REQUIREMENT 1:
Rewrite the entries starting at the line that contains "Would you mind pinning the bush" and ending at the line that contains "point(177, 98)", requests and all, raising every coordinate number in their answers by 56. Leave the pictures out of your answer.
REQUIREMENT 2:
Carry on the passage about the lives of women in Afghanistan from its last sentence.

READING TEXT:
On the topic of progress for women since 2001, Azita expresses little satisfaction to visiting foreigners, of which I am just the latest: Yes, more women are seen on the streets of Kabul and a few other larger cities than when the Taliban was in power, and more girls are enrolled in school, but just as in earlier eras when reforms were attempted, most progress for women is limited to the capital and a handful of other urban areas. Much of what the Taliban had banned and decreed regarding women is still effectively law in large parts of this mostly illiterate country, enforced by conservative tradition. In many provinces, burkas are still commonplace, and women rarely work or leave the house without their husbands. The majority of marriages are still forced, honor killings are not unusual, and any involvement of the justice system in a rape case usually means that only the victim goes to jail, charged with adultery or with having had premarital sex--unless she, as a commonly imposed solution, is forced to marry her rapist. Women burn themselves to death using cooking oil to escape domestic abuse here, and daughters are still a viable, informal currency used by fathers to pay off debts and settle disputes.

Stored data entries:
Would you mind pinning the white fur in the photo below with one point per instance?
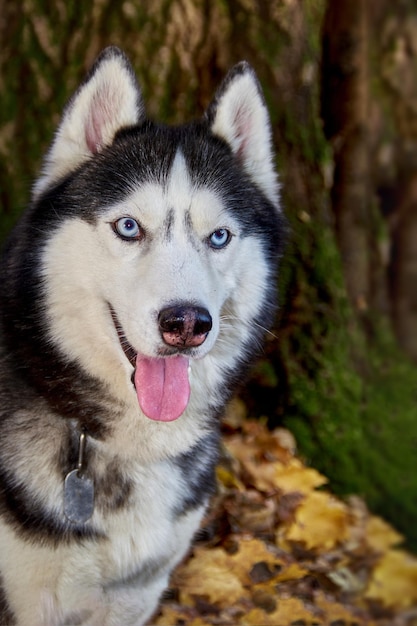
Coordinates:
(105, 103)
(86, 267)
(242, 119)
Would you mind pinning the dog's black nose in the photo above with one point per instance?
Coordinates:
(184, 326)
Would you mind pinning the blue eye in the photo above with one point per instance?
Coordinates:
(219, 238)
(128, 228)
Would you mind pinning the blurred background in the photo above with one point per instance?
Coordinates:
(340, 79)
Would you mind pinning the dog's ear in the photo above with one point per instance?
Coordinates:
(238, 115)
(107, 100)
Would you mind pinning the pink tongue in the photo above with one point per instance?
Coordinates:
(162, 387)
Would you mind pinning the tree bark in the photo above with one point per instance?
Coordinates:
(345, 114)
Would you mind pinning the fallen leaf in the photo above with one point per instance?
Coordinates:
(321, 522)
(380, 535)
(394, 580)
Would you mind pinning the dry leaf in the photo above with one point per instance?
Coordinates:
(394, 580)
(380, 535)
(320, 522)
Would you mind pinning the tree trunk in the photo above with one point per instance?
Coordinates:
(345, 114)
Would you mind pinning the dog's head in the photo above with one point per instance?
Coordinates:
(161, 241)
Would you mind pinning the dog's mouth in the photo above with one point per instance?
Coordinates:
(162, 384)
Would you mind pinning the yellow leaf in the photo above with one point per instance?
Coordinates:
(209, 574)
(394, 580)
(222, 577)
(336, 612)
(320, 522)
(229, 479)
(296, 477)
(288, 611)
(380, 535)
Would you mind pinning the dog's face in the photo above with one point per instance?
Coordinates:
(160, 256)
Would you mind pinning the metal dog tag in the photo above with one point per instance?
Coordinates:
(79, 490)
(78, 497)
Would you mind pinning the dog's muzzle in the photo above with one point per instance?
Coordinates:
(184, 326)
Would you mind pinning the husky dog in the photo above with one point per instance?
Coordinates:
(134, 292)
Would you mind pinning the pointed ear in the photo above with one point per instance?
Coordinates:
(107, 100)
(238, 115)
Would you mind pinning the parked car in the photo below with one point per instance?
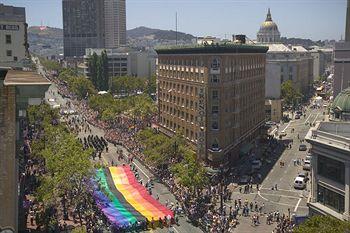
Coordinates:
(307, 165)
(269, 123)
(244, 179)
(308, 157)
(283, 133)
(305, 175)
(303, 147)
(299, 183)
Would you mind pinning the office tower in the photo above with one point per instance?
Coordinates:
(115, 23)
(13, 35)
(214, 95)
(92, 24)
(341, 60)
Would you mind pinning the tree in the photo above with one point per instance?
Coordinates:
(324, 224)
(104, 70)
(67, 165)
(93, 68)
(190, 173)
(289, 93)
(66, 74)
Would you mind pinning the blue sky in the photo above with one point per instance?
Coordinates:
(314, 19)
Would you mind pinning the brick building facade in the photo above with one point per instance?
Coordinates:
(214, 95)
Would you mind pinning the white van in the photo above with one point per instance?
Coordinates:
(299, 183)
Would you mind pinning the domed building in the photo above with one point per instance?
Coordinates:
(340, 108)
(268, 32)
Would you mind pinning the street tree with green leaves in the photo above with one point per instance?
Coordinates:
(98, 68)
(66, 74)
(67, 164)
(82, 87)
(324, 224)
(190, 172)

==

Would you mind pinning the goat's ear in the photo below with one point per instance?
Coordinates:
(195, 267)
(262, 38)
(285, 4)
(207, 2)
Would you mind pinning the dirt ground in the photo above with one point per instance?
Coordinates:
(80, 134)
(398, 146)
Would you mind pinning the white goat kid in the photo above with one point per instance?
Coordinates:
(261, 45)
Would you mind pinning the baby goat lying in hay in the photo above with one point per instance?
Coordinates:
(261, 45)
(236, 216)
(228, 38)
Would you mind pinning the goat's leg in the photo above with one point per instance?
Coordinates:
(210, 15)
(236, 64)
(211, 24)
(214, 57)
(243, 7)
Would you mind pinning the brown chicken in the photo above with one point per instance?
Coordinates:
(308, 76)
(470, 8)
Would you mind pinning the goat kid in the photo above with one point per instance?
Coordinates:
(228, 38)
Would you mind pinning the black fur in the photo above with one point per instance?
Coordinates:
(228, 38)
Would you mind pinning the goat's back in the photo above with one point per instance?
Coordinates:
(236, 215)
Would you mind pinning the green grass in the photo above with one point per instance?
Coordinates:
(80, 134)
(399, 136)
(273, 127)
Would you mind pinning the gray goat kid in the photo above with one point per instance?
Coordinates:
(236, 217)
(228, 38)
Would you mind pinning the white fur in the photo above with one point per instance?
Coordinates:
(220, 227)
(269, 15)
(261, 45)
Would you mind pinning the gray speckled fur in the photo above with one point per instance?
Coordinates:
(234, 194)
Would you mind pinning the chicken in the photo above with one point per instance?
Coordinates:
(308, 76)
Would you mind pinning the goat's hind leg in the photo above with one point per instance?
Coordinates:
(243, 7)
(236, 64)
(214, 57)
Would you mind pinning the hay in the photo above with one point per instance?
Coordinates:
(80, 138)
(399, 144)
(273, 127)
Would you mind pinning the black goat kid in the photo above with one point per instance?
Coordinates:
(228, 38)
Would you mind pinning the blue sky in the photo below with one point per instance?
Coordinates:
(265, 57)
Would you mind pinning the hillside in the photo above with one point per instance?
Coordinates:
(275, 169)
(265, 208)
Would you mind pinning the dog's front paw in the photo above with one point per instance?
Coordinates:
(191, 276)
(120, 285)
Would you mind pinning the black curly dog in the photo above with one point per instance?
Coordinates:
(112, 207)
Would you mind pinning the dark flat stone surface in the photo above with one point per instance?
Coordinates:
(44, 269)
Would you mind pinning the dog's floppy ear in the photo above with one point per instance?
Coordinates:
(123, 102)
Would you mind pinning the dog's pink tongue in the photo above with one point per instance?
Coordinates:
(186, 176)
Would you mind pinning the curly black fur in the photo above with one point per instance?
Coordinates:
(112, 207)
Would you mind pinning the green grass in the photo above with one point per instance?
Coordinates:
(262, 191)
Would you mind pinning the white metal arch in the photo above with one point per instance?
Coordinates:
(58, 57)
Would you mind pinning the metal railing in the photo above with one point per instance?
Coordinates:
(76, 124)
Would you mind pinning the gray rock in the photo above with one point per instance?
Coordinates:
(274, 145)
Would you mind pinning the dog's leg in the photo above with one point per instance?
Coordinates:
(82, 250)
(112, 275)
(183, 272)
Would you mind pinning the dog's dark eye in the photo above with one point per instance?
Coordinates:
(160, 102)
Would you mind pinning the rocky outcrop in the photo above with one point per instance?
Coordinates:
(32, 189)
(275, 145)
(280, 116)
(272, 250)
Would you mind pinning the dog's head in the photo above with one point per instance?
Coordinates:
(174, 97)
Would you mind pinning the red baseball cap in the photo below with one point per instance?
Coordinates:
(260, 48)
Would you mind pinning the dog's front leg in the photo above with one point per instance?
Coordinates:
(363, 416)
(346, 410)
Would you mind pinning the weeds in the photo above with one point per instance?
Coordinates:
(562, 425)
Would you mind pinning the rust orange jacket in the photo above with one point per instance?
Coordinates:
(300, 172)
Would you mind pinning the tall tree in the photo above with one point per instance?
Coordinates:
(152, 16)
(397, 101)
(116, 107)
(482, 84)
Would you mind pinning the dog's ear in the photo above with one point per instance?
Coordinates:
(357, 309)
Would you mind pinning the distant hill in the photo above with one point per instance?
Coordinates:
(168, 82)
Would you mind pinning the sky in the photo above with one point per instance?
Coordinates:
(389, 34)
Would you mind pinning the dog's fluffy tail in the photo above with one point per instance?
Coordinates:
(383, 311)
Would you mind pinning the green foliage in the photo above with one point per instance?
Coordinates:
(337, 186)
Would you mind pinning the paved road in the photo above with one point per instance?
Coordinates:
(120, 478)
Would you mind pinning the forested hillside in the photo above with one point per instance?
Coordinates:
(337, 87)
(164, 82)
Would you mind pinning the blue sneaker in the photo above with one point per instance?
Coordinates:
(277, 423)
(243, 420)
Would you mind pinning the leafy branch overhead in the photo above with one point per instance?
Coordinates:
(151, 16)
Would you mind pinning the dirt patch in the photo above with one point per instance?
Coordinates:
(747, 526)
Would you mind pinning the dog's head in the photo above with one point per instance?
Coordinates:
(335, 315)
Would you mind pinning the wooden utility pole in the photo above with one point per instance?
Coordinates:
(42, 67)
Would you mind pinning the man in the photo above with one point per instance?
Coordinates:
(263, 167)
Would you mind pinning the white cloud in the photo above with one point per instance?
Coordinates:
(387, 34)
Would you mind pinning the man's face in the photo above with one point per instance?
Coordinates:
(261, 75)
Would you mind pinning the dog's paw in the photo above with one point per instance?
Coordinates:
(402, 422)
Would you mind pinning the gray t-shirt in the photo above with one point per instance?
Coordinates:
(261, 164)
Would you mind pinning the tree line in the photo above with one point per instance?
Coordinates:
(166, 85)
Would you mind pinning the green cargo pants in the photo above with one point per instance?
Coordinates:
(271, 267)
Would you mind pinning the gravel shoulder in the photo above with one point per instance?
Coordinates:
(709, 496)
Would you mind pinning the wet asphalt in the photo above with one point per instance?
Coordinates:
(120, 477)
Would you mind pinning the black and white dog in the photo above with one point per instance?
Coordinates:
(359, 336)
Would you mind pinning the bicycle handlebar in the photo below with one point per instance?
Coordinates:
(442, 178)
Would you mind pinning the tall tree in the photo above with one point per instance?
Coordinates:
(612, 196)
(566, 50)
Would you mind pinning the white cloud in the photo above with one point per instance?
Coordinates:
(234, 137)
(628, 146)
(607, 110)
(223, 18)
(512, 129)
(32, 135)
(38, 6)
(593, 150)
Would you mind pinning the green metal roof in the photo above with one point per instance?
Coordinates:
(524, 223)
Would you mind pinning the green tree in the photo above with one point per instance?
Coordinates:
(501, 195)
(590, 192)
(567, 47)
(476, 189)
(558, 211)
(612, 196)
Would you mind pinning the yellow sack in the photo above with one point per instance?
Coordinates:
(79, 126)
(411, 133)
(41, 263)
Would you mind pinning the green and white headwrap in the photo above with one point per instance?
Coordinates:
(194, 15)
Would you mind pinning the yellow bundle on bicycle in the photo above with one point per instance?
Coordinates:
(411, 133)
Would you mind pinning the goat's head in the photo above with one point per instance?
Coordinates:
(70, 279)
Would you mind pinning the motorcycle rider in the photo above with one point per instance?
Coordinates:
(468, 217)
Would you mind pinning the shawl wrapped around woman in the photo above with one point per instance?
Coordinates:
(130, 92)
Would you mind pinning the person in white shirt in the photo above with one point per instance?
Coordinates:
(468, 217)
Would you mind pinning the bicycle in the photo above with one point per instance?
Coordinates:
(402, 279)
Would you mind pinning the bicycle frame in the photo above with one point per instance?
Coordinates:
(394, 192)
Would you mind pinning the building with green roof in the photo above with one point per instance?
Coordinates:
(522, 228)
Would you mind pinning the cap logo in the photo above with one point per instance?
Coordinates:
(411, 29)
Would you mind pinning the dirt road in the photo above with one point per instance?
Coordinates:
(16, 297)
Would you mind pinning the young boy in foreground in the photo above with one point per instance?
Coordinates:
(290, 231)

...

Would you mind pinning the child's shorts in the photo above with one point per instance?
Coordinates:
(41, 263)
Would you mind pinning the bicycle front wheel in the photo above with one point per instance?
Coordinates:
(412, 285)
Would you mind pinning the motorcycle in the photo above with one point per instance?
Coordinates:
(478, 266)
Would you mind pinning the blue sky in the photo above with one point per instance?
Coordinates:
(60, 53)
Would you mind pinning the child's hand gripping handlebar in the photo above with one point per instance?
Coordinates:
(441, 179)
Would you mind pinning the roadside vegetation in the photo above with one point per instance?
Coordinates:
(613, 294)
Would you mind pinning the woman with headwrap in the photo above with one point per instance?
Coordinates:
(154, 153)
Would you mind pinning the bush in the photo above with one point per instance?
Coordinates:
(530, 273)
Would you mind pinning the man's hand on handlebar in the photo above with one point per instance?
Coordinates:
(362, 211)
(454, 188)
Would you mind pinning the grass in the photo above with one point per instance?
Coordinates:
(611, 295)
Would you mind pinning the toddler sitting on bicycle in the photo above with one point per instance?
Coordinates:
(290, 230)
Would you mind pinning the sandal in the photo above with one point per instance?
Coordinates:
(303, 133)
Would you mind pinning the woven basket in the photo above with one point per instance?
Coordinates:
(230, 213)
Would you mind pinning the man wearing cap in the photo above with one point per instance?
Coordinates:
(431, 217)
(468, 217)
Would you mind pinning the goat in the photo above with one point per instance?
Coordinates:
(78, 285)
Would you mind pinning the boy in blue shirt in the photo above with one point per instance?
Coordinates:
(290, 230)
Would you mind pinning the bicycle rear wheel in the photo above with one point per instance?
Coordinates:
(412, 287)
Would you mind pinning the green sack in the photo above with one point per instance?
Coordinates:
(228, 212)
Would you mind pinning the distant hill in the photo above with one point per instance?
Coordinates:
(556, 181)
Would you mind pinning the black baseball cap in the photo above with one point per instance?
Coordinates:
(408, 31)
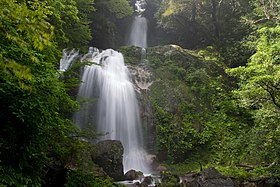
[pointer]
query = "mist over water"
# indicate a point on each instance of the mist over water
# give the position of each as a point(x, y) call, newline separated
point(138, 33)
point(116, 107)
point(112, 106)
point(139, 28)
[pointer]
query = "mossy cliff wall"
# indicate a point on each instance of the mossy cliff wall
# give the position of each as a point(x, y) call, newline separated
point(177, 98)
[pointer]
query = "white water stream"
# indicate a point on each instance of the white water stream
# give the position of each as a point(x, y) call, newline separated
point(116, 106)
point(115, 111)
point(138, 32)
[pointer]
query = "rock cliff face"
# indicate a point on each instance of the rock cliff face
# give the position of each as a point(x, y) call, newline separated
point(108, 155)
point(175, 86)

WRITTEN ANSWER 1:
Would you mind pinning the bush in the photo above with one point per instance?
Coordinates:
(586, 329)
Would you mind pinning the man's hand on handlebar in the photo above with one point per instance?
Coordinates:
(418, 267)
(510, 244)
Would you mind pinning the grass in the photo above with one point per instance?
Coordinates:
(667, 351)
Would you mind pinning the toddler sitting on bicycle in the photo above with one point per instance?
Coordinates:
(346, 286)
Would you mind pinning the sandal in the photo above with one point per instance?
Coordinates:
(359, 189)
Would you mind pinning the woven basket in the photo above with one point per instance?
Coordinates:
(286, 269)
Would you mind pinning the man wearing cap in the photo above with one point per instance?
Coordinates:
(487, 273)
(524, 273)
Would you mind pinning the goat in the photo above with one point per instance?
Coordinates:
(134, 341)
Would you mind pinning the boy in blue shirt in the photo above with one point per instance?
Coordinates:
(346, 286)
Would you mind pinning the bicycle rear wheel in the photo above with one point per instance?
Coordinates:
(468, 343)
Would you mind pinning the green sack in the photo above with one point per instance?
Coordinates:
(284, 268)
Would you mind pinning the distant hill in the photo above with one point per instance?
Coordinates:
(612, 237)
Would you mind pinning the black baseball cap in the photo above with one point per instance?
Coordinates:
(464, 87)
[pointer]
query = "mist over water"
# indicate a point on each instance of the mist over water
# give the position of each as a point(x, y) call, newline separated
point(194, 89)
point(172, 163)
point(168, 162)
point(195, 84)
[pointer]
query = "mossy cliff wall"
# indicate a point on each instance of the mossy cliff wall
# give the position of each as a point(x, y) call, newline separated
point(233, 154)

WRITTEN ANSWER 2:
Azita is one of few women with a voice, but to many, she remains a provocation, since her life is different from that of most women in Afghanistan and a threat to those who subjugate them. In her words: "If you go to the remote areas of Afghanistan, you will see nothing has changed in women's lives. They are still like servants. Like animals. We have a long time before the woman is considered a human in this society."

Azita pushes her emerald green head scarf back to reveal a short black ponytail, and rubs her hair. I shake off my scarf, too, and let it fall down on my neck. She looks at me for a moment, where we sit in her bedroom. "I never want my daughters to suffer in the ways I have suffered. I had to kill many of my dreams. I have four daughters. I am very happy for that."

Four daughters. Only four daughters? What is going on in this family? I hold my breath for a moment, hoping Azita will take the lead and help me understand.

And she does.

"Would you like to see our family album?"



We move back into the living room, where she pulls out two albums from under a rickety little desk. The children look at these photos often. They tell the story of how Azita's family came to be.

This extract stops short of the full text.